▸ Problem statement: Pick out each line in the listing below that contains the word "would", and copy those lines.

━━ Entries supplied

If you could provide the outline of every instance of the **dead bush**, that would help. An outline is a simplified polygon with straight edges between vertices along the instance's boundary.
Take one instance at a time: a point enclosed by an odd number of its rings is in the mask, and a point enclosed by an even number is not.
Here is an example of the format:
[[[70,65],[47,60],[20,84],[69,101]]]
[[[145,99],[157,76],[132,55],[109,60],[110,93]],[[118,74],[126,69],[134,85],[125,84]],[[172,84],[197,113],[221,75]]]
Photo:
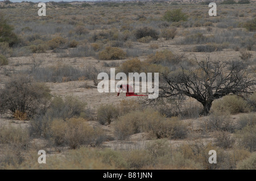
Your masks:
[[[69,48],[76,48],[79,44],[79,42],[76,40],[73,40],[69,41],[68,44],[68,47]]]
[[[0,66],[8,65],[8,60],[3,54],[0,54]]]
[[[256,92],[251,94],[248,98],[247,102],[252,111],[256,111]]]
[[[96,131],[84,119],[71,118],[65,121],[54,119],[51,124],[50,134],[57,145],[76,149],[82,145],[94,145],[96,140],[103,133]]]
[[[138,41],[143,43],[148,43],[151,40],[152,37],[151,37],[150,36],[146,36],[137,40]]]
[[[111,47],[106,47],[98,54],[99,58],[104,60],[124,59],[126,55],[126,53],[121,49]]]
[[[157,51],[155,54],[148,56],[146,61],[150,64],[166,65],[167,64],[177,64],[179,60],[169,50]]]
[[[64,38],[57,36],[48,41],[48,45],[49,48],[52,50],[65,44],[66,41],[67,40]]]
[[[117,118],[118,110],[113,105],[101,105],[97,111],[98,122],[104,125],[106,123],[109,124],[113,120]]]
[[[128,75],[129,73],[137,72],[140,73],[143,64],[138,58],[134,58],[131,60],[128,60],[122,64],[118,68],[119,72],[123,72]]]
[[[148,132],[152,138],[177,139],[187,136],[187,128],[177,118],[166,119],[150,108],[121,116],[115,125],[115,136],[118,140],[142,132]]]
[[[11,144],[15,147],[26,149],[28,146],[30,135],[26,128],[11,125],[0,128],[0,144]]]
[[[214,137],[214,145],[224,149],[233,148],[235,142],[235,139],[225,131],[216,133]]]
[[[137,40],[146,36],[150,36],[154,40],[158,39],[158,32],[155,30],[147,27],[136,30],[135,35]]]
[[[241,130],[236,132],[238,144],[247,149],[250,151],[256,150],[256,125],[247,125]]]
[[[50,99],[50,90],[44,83],[34,82],[27,75],[16,75],[0,92],[0,111],[26,113],[31,117],[45,112]]]
[[[238,129],[242,129],[247,125],[253,126],[256,125],[256,115],[254,113],[247,115],[241,116],[237,121]]]
[[[238,170],[255,170],[255,168],[256,168],[256,153],[253,153],[249,157],[238,163],[237,167]]]
[[[205,128],[209,131],[223,131],[233,132],[235,127],[231,121],[229,113],[212,112],[205,122]]]
[[[246,101],[237,95],[227,95],[213,102],[212,108],[213,111],[221,112],[228,111],[232,114],[249,111]]]
[[[251,56],[251,54],[247,51],[240,51],[241,56],[239,57],[242,59],[242,60],[248,61]]]
[[[166,28],[162,31],[160,36],[168,40],[170,39],[173,39],[177,34],[177,29],[176,28]]]

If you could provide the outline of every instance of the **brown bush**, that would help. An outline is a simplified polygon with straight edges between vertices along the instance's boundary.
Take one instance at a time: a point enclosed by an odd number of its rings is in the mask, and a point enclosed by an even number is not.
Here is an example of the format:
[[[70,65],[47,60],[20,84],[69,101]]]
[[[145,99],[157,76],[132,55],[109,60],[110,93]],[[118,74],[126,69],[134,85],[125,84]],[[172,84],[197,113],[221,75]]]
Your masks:
[[[106,47],[98,54],[99,58],[104,60],[124,59],[126,55],[126,53],[121,49],[111,47]]]
[[[97,111],[98,120],[102,125],[111,123],[118,116],[118,110],[113,105],[101,105]]]
[[[213,111],[221,112],[228,111],[232,114],[247,112],[249,110],[246,101],[237,95],[227,95],[213,102],[212,108]]]
[[[164,29],[162,31],[160,36],[163,37],[166,40],[173,39],[177,33],[176,30],[177,29],[175,28]]]
[[[94,146],[99,137],[103,136],[103,132],[93,129],[84,119],[71,118],[66,121],[53,120],[51,124],[50,135],[56,145],[76,149],[82,145]]]
[[[66,41],[67,40],[64,38],[57,36],[48,41],[48,45],[51,49],[54,49],[64,44]]]
[[[69,44],[68,47],[69,48],[76,48],[77,47],[77,45],[79,44],[79,42],[77,41],[76,41],[75,40],[71,40]]]
[[[19,111],[30,117],[45,112],[50,98],[50,90],[44,83],[33,82],[25,75],[16,75],[0,92],[0,111],[13,114]]]
[[[8,60],[3,54],[0,54],[0,66],[8,65]]]
[[[147,27],[136,30],[135,35],[137,40],[142,37],[146,37],[146,36],[150,36],[154,40],[158,39],[158,33],[157,31]]]

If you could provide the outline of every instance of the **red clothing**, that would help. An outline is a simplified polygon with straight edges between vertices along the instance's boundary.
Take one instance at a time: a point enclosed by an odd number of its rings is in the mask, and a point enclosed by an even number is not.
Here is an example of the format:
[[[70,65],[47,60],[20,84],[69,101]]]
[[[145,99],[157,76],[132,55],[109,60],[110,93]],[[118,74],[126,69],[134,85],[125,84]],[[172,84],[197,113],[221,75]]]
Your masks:
[[[121,90],[125,91],[125,94],[126,96],[147,96],[147,95],[137,95],[133,92],[133,87],[129,84],[122,85],[122,89],[119,89],[118,92],[117,93],[117,96],[120,94]]]

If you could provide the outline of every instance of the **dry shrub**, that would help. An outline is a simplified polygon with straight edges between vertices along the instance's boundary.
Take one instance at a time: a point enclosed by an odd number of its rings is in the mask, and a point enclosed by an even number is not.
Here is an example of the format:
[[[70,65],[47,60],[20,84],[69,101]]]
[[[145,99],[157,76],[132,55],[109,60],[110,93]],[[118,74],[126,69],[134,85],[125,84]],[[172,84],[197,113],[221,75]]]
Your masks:
[[[79,42],[75,40],[71,40],[68,44],[69,48],[76,48],[79,44]]]
[[[239,57],[245,61],[248,61],[252,54],[247,51],[240,51],[241,56]]]
[[[231,121],[231,117],[228,112],[212,112],[208,120],[205,121],[205,129],[209,131],[224,131],[233,132],[234,125]]]
[[[159,47],[156,44],[152,44],[150,45],[150,49],[158,49],[159,48]]]
[[[46,111],[51,99],[50,90],[44,83],[32,82],[26,75],[13,77],[0,92],[0,112],[27,113],[31,116]]]
[[[242,115],[239,118],[237,123],[238,129],[242,129],[247,125],[256,125],[256,115],[251,113],[247,115]]]
[[[143,63],[138,58],[128,60],[122,64],[118,69],[119,72],[123,72],[128,75],[129,73],[141,73]]]
[[[73,96],[67,96],[64,100],[59,96],[56,96],[51,102],[47,114],[52,118],[62,119],[79,117],[82,113],[89,113],[89,110],[85,108],[86,105],[86,103],[81,102],[77,98]]]
[[[256,125],[247,125],[241,130],[236,132],[236,137],[239,145],[245,148],[250,151],[256,150]]]
[[[90,44],[94,51],[98,52],[101,48],[102,45],[98,43],[93,43]]]
[[[183,138],[187,136],[187,128],[177,118],[166,119],[157,111],[146,109],[130,112],[118,117],[115,125],[115,136],[125,140],[142,132],[149,133],[152,138]]]
[[[150,43],[150,41],[152,40],[152,37],[150,36],[146,36],[145,37],[143,37],[139,39],[138,39],[137,41],[140,43]]]
[[[137,40],[146,36],[150,36],[154,40],[157,40],[158,39],[158,32],[155,30],[145,27],[136,30],[135,36]]]
[[[0,129],[0,143],[11,144],[21,148],[27,148],[30,141],[28,130],[20,126],[11,125]]]
[[[151,157],[146,150],[133,150],[127,157],[127,163],[130,169],[141,169],[152,164]]]
[[[235,142],[235,139],[226,132],[222,131],[215,133],[214,145],[224,149],[232,148]]]
[[[256,111],[256,92],[251,94],[247,100],[253,111]]]
[[[256,168],[256,153],[253,153],[246,159],[242,160],[237,164],[238,170],[255,170]]]
[[[51,138],[57,145],[68,145],[71,149],[76,149],[82,145],[94,146],[97,140],[103,134],[102,131],[99,132],[89,126],[82,118],[71,118],[66,121],[54,119],[51,125],[50,132]]]
[[[121,49],[111,47],[106,47],[98,53],[99,58],[104,60],[124,59],[126,55],[126,53]]]
[[[237,95],[227,95],[222,99],[213,102],[212,104],[213,111],[220,112],[229,111],[232,114],[240,112],[247,112],[249,108],[246,102]]]
[[[176,31],[177,29],[176,28],[164,29],[162,31],[160,36],[166,40],[170,40],[170,39],[173,39],[177,34]]]
[[[158,51],[155,54],[150,54],[147,57],[146,61],[151,64],[164,64],[166,63],[177,64],[179,60],[169,50],[165,49],[162,51]]]
[[[81,36],[81,35],[85,35],[89,33],[89,30],[82,26],[77,26],[75,28],[75,32],[79,36]]]
[[[61,45],[64,45],[66,41],[67,40],[64,38],[57,36],[48,41],[48,45],[51,49],[54,49]]]
[[[122,100],[118,107],[119,116],[123,116],[131,111],[142,111],[143,109],[139,103],[135,100]]]
[[[28,119],[27,113],[20,112],[19,110],[16,110],[13,116],[19,120],[26,120]]]
[[[8,65],[8,60],[3,54],[0,54],[0,66]]]
[[[106,123],[109,124],[113,120],[118,116],[118,109],[113,105],[101,105],[97,111],[98,122],[104,125]]]
[[[51,44],[50,44],[51,45]],[[30,46],[32,53],[46,53],[49,49],[49,46],[46,44],[40,44],[37,45],[32,45]]]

━━━━

▸ Task output:
If you could provide the outline of every instance of the **dead bush**, that would help. An outline is a simplified polygon with straight edges between vertices along the instance's boundary.
If you could provide the outline of every instance of the **brown bush**, that would help. An outline is a simplified polygon with straight edges between vertices along the instance's boundary.
If you could provide the outline of every instance of the **red clothing**, that would help. An outline is a simplified polygon with straight edges between vertices along the instance's boundary.
If you could provide the outline of every instance of the **dry shrub**, that would help. An outline is a simplified polygon with straight edges between vertices along the instance's boundary.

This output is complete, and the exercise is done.